■ Source passage
______
Hemoglobin A1c (HbA1c)
HbA1c shows your average blood glucose over the last 2–3 months. It is the standard test for diagnosing and monitoring diabetes.
What it measures
When glucose circulates in your blood, a fraction of it sticks irreversibly to haemoglobin inside red blood cells — that's HbA1c. Because red blood cells live ~120 days, the HbA1c reading reflects average blood sugar across the previous 2–3 months and is much harder to game than a single fasting glucose. It is the WHO- and ADA-endorsed test for diagnosing and monitoring type 2 diabetes.
What a high value can mean
- 5.7–6.4% — prediabetes (impaired fasting glucose). Lifestyle intervention reduces progression risk by 40–60%.
- ≥6.5% — meets diabetes diagnostic threshold on confirmation.
- >9% — poorly controlled diabetes; raises retinopathy, nephropathy and cardiovascular risk significantly.
- >10% — endocrinology referral recommended.
What a low value can mean
- Recent significant blood loss — replaces older glycated red cells with fresh ones.
- Hemolytic anaemia — shortened red-cell lifespan reduces glycation window.
- Recent transfusion — donor cells lower the average.
- Hemoglobinopathies (sickle cell trait, thalassaemia) — some lab methods over- or under-read.
When to discuss with a doctor
HbA1c at or above 6.5% requires confirmation and prompt evaluation by your primary-care doctor. Between 5.7% and 6.4% is prediabetes — a window where structured exercise and dietary change reverse the trajectory in most patients. Mediora.AI calls out these thresholds with your last reading; consult a clinician before changing diabetes medication.
______
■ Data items
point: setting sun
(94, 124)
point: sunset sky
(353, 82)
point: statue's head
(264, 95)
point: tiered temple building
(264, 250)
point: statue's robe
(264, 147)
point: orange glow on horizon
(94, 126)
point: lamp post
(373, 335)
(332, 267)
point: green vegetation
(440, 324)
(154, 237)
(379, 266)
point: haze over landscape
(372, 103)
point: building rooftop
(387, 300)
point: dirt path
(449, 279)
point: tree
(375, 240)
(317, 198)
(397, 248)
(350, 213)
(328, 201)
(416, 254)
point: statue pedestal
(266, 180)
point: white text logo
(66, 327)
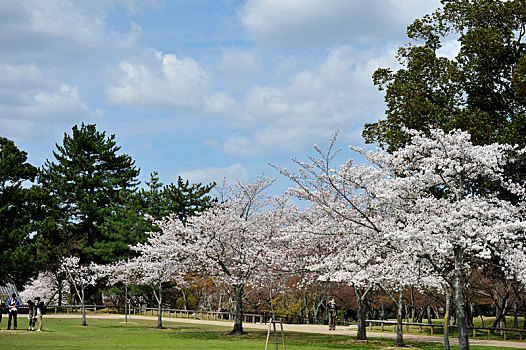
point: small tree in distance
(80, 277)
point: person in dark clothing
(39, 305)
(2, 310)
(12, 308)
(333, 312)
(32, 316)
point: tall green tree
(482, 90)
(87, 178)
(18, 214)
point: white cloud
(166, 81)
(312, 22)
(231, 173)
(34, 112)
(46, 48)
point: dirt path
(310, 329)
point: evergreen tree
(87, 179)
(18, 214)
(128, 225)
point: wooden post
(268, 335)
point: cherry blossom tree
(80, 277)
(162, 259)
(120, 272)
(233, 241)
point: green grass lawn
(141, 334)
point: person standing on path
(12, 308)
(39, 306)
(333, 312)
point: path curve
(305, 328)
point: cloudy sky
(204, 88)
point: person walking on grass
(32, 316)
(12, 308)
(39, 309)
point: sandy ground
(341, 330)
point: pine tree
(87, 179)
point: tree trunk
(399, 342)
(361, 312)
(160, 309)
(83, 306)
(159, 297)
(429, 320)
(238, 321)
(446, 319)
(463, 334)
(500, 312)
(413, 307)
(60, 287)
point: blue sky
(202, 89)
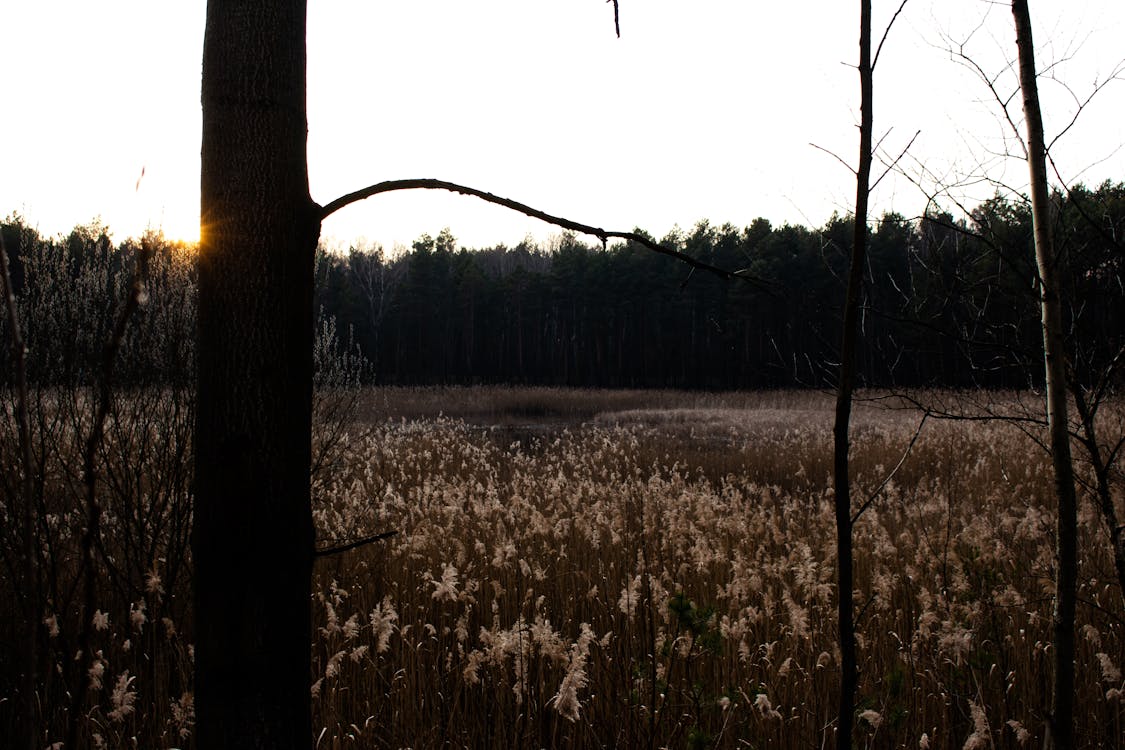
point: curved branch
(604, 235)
______
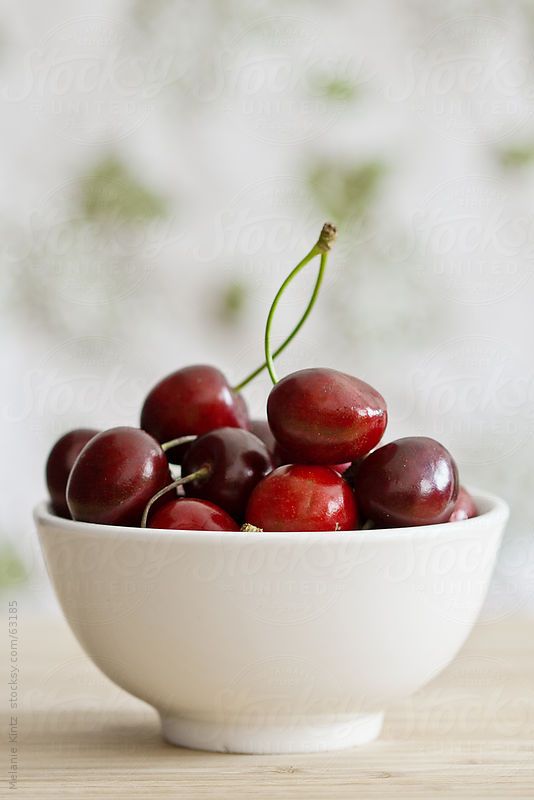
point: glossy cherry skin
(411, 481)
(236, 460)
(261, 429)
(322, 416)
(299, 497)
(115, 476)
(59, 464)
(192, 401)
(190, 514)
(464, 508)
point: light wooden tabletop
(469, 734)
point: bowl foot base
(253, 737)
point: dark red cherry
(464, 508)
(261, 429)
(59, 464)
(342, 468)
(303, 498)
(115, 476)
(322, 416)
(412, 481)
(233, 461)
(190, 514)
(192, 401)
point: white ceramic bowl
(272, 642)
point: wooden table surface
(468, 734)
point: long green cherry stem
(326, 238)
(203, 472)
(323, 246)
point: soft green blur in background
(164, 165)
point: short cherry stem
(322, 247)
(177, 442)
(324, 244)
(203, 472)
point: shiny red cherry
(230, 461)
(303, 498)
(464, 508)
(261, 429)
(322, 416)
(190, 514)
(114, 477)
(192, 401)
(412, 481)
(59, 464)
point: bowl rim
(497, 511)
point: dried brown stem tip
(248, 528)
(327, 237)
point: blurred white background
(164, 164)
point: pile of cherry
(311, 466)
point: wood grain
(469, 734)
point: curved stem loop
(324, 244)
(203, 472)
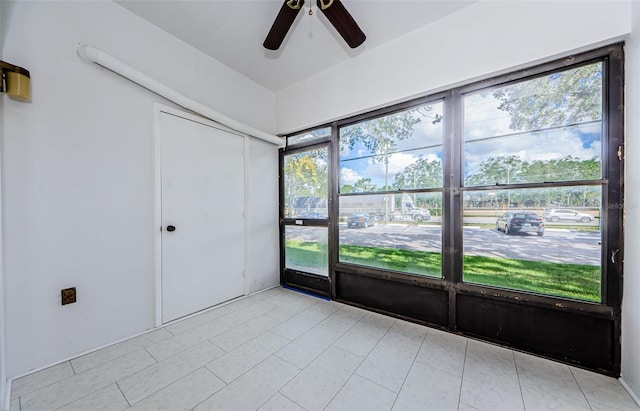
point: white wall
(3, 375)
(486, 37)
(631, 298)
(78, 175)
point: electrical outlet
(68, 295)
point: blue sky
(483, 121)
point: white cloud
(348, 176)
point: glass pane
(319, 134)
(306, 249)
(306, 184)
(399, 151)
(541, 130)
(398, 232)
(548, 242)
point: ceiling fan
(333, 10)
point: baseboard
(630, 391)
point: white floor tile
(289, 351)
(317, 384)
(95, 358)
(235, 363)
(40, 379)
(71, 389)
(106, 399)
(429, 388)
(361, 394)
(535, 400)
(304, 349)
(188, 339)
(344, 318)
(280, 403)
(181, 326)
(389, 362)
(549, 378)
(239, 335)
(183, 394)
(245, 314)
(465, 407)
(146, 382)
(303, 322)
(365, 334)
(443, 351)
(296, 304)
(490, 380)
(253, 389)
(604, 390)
______
■ Required action A
In the HbA1c text, substitute "family doctor" for "primary-care doctor" and give back the passage starting at "When to discuss" and ending at "changing diabetes medication.".
■ Required action B
List every cause of a low HbA1c value that the HbA1c text names.
■ Required action C
Say whether each statement agrees with the HbA1c text, and quote the words that decide it: (i) Red blood cells live about 120 days. (ii) An HbA1c above 10% calls for referral to endocrinology. (iii) Lifestyle intervention in prediabetes cuts progression risk by 70–80%.
You can set the data items aside; none of them is needed.

■ Answer space A
When to discuss with a doctor
HbA1c at or above 6.5% requires confirmation and prompt evaluation by your family doctor. Between 5.7% and 6.4% is prediabetes — a window where structured exercise and dietary change reverse the trajectory in most patients. Mediora.AI calls out these thresholds with your last reading; consult a clinician before changing diabetes medication.

■ Answer space B
- Recent significant blood loss
- Hemolytic anaemia
- Recent transfusion
- Hemoglobinopathies (sickle cell trait, thalassaemia)

■ Answer space C
(i) Yes: "Because red blood cells live ~120 days"
(ii) Yes: ">10% — endocrinology referral recommended."
(iii) No: "Lifestyle intervention reduces progression risk by 40–60%."